Quote exactly, and only, the lines from the one containing "drop a point: the man's ear" through the end of the material below. Skip pictures.

→ Data listing:
------------------------------------------------------------------------
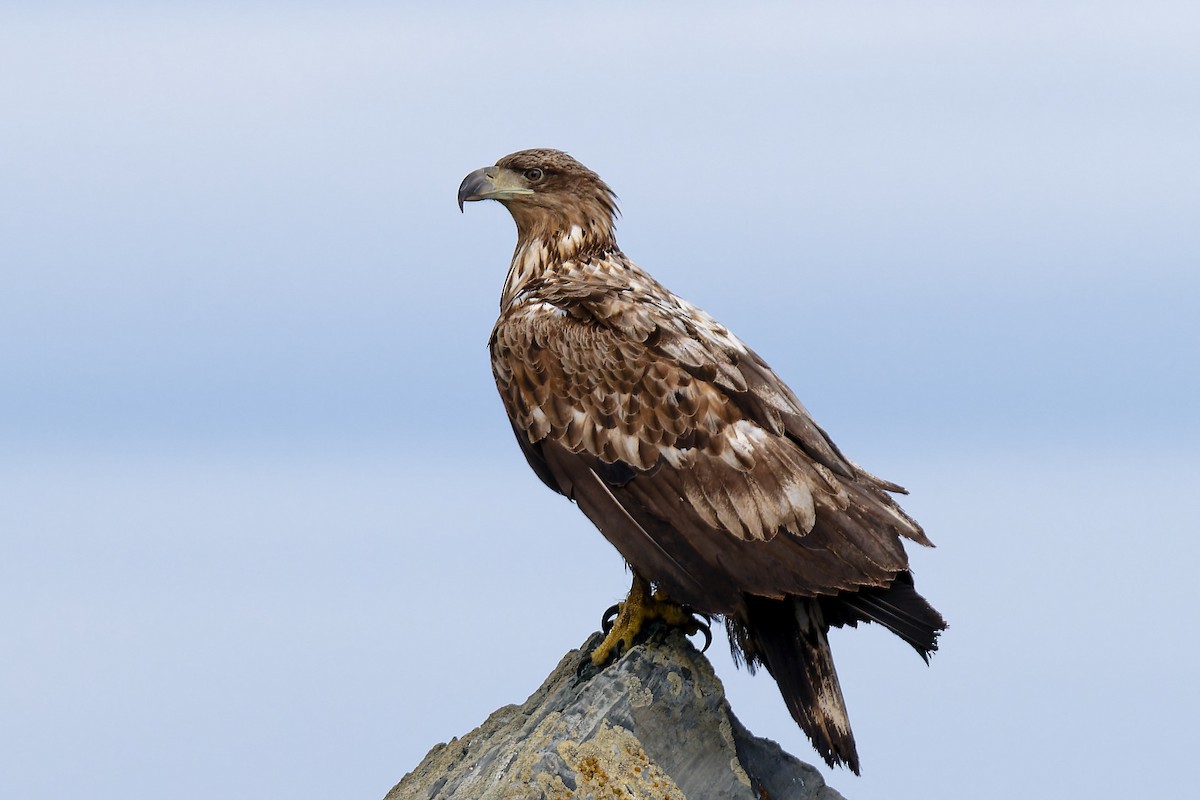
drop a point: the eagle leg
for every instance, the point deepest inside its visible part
(625, 621)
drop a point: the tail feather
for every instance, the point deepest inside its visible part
(897, 607)
(789, 637)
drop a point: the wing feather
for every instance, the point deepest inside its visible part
(688, 452)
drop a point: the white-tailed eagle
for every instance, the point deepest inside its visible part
(688, 452)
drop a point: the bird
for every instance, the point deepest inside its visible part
(689, 453)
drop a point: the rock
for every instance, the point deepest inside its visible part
(652, 726)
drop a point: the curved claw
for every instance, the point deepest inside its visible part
(705, 627)
(609, 618)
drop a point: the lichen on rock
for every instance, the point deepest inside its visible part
(652, 726)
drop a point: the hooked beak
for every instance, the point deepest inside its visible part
(491, 184)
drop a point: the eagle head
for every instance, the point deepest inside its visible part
(546, 192)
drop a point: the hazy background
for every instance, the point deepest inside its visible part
(263, 529)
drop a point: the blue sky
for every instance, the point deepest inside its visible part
(263, 521)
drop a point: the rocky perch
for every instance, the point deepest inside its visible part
(652, 726)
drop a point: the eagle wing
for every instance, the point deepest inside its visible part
(687, 451)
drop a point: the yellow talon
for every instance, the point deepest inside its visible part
(641, 607)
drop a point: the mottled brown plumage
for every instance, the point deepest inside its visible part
(687, 451)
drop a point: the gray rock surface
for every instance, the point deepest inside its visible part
(652, 726)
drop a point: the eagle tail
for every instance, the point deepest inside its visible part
(897, 607)
(790, 638)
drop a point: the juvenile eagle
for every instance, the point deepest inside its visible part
(688, 452)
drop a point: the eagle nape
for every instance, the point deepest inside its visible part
(628, 621)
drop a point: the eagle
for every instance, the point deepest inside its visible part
(689, 453)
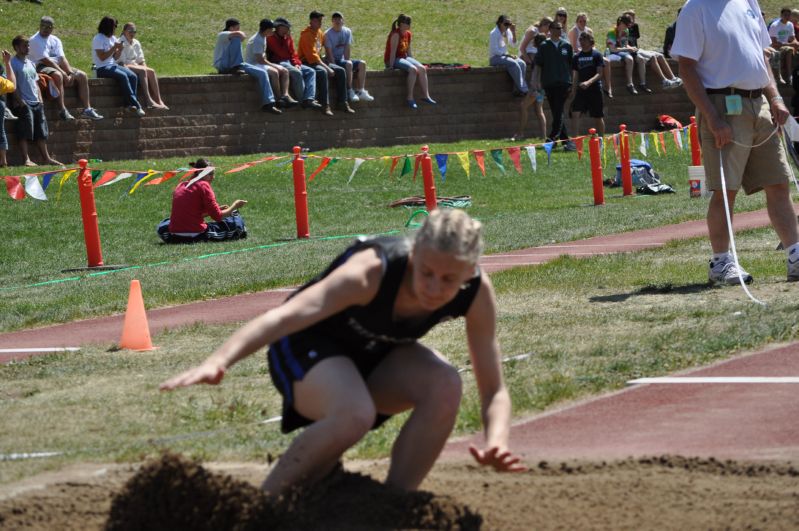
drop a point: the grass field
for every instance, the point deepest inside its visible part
(178, 37)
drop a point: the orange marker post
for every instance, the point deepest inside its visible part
(696, 150)
(626, 171)
(596, 168)
(300, 195)
(91, 230)
(430, 200)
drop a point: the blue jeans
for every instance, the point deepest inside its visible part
(128, 82)
(261, 74)
(517, 69)
(302, 77)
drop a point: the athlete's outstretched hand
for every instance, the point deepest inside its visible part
(501, 460)
(210, 372)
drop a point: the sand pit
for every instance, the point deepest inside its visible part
(664, 493)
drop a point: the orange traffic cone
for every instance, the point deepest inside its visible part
(136, 331)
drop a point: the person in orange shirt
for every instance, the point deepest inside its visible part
(312, 42)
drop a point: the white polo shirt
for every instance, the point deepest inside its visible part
(726, 38)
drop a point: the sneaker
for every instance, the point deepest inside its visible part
(92, 114)
(363, 95)
(727, 273)
(793, 266)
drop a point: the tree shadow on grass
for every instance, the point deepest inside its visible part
(658, 289)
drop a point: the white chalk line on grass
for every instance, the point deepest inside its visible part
(716, 380)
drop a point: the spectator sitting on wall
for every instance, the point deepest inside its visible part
(659, 64)
(106, 50)
(338, 44)
(192, 202)
(312, 41)
(47, 53)
(280, 50)
(255, 55)
(132, 58)
(398, 55)
(31, 123)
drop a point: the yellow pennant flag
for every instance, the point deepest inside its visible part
(464, 160)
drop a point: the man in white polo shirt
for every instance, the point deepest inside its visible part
(720, 47)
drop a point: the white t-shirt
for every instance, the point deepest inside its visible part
(41, 47)
(101, 42)
(726, 38)
(782, 32)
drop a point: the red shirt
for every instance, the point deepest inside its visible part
(403, 45)
(279, 49)
(190, 205)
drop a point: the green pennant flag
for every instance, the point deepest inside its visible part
(406, 167)
(496, 154)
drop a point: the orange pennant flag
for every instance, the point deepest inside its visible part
(513, 153)
(479, 156)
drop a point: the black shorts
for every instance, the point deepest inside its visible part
(589, 101)
(31, 123)
(293, 356)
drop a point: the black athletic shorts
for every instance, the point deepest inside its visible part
(589, 101)
(293, 356)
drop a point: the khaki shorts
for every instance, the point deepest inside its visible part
(750, 168)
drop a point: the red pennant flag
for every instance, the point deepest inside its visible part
(322, 166)
(513, 153)
(15, 190)
(107, 176)
(479, 156)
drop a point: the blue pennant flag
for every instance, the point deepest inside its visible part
(441, 160)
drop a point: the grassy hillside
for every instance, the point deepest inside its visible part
(178, 35)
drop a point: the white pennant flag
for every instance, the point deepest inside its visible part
(34, 188)
(120, 177)
(358, 163)
(531, 155)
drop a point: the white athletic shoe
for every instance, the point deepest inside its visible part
(727, 273)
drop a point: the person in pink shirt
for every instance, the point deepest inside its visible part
(193, 201)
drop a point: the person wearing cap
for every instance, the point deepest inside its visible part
(720, 50)
(255, 56)
(554, 61)
(312, 41)
(338, 43)
(280, 50)
(228, 60)
(192, 201)
(47, 53)
(504, 33)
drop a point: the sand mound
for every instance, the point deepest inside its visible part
(173, 493)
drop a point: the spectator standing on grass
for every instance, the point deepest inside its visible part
(192, 202)
(132, 58)
(504, 34)
(31, 122)
(554, 64)
(229, 60)
(338, 47)
(344, 352)
(47, 53)
(398, 55)
(106, 50)
(312, 42)
(588, 65)
(8, 84)
(280, 50)
(720, 46)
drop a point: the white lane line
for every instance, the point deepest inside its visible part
(40, 349)
(715, 379)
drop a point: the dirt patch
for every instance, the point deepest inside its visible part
(663, 492)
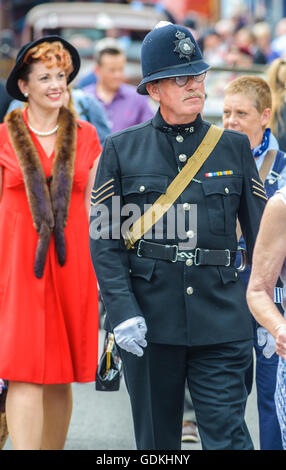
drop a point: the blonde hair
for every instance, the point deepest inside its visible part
(253, 86)
(276, 76)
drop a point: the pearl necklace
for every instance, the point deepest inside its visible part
(43, 134)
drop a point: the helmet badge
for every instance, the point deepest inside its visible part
(184, 46)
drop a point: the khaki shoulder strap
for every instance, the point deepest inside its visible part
(177, 186)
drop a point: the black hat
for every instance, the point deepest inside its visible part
(12, 81)
(169, 50)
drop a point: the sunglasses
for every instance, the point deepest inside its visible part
(182, 81)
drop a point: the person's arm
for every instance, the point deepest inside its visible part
(89, 186)
(268, 258)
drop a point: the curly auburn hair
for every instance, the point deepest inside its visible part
(51, 54)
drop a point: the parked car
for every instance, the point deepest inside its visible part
(83, 24)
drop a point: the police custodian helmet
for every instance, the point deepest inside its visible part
(169, 50)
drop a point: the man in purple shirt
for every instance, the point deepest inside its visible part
(124, 106)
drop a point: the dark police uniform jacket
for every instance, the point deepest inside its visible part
(183, 304)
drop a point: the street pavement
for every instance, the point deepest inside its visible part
(102, 420)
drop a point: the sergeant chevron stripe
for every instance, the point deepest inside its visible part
(105, 191)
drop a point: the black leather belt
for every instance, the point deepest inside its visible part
(200, 256)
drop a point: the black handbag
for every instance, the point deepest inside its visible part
(109, 368)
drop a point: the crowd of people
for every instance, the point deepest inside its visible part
(184, 320)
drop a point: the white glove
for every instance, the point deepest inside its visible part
(130, 335)
(265, 338)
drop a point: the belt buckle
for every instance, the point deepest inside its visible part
(138, 249)
(243, 263)
(228, 257)
(195, 256)
(176, 253)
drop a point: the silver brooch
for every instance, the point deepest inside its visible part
(184, 46)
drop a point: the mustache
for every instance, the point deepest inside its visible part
(193, 94)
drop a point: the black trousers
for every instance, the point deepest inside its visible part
(216, 380)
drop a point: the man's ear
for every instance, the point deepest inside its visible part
(265, 117)
(153, 90)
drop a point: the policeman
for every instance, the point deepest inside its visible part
(174, 298)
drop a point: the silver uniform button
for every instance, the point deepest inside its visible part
(190, 233)
(183, 157)
(186, 206)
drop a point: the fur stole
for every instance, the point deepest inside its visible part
(48, 200)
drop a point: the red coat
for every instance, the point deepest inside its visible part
(48, 326)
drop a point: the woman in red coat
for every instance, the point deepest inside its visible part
(48, 290)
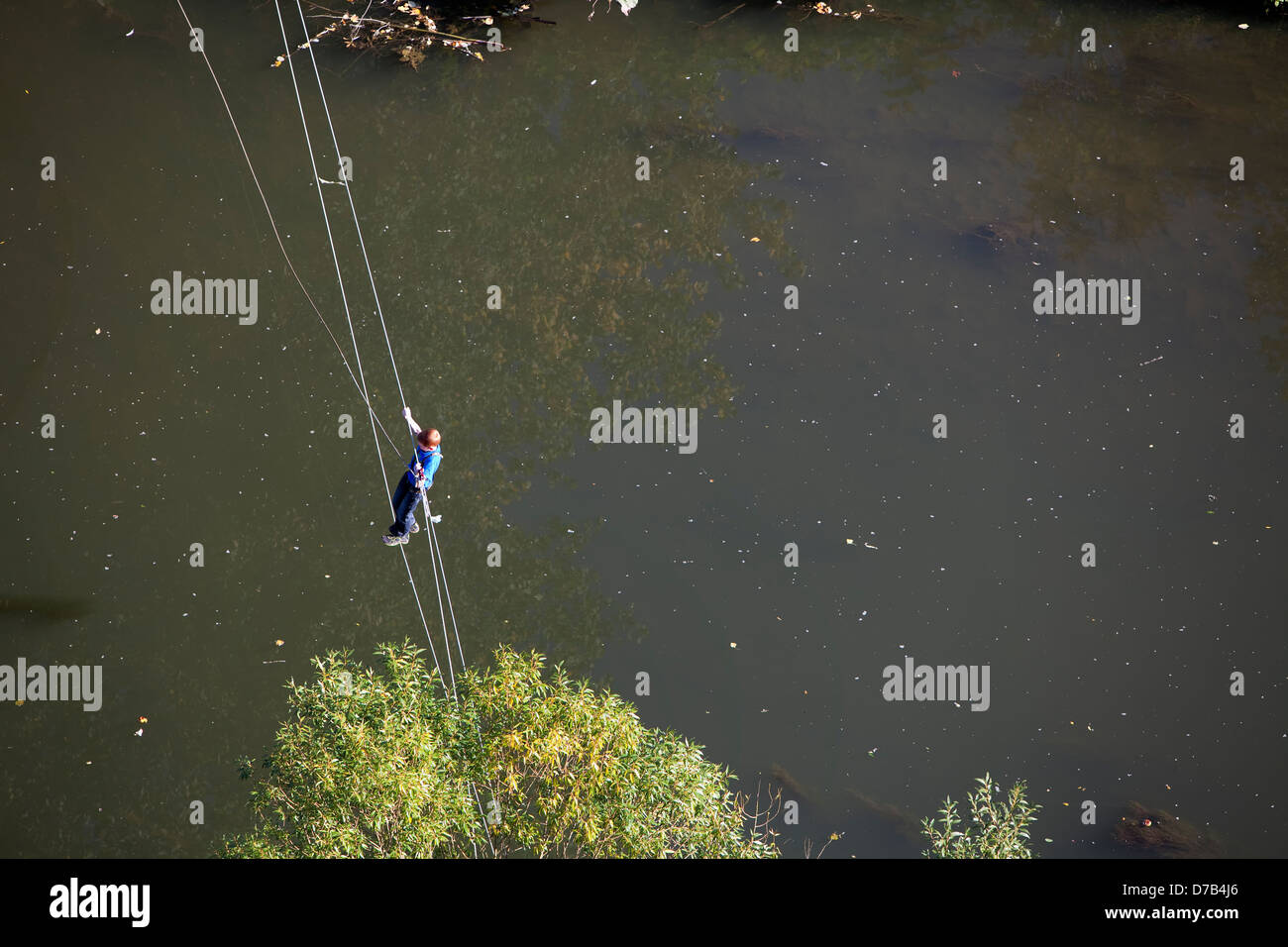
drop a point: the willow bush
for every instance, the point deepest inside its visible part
------------------------------------------------------------------------
→ Written answer:
drop a point: the man's ear
for every instance, the point deepest inside its visible part
(265, 117)
(153, 90)
drop a point: the policeman
for every instance, the point deepest inside its visible part
(174, 298)
drop a point: the silver uniform button
for every instance, the point deepest inside its visible part
(190, 233)
(183, 157)
(186, 206)
drop a point: the fur stole
for every instance, the point deepest inside its visible part
(48, 200)
drop a point: the red coat
for every instance, the point deepest inside its visible part
(48, 326)
drop a point: the woman in red coat
for every instance, the point deepest inside its visible part
(48, 290)
drop a point: the willow bush
for every instance, the point deepest inside its visible part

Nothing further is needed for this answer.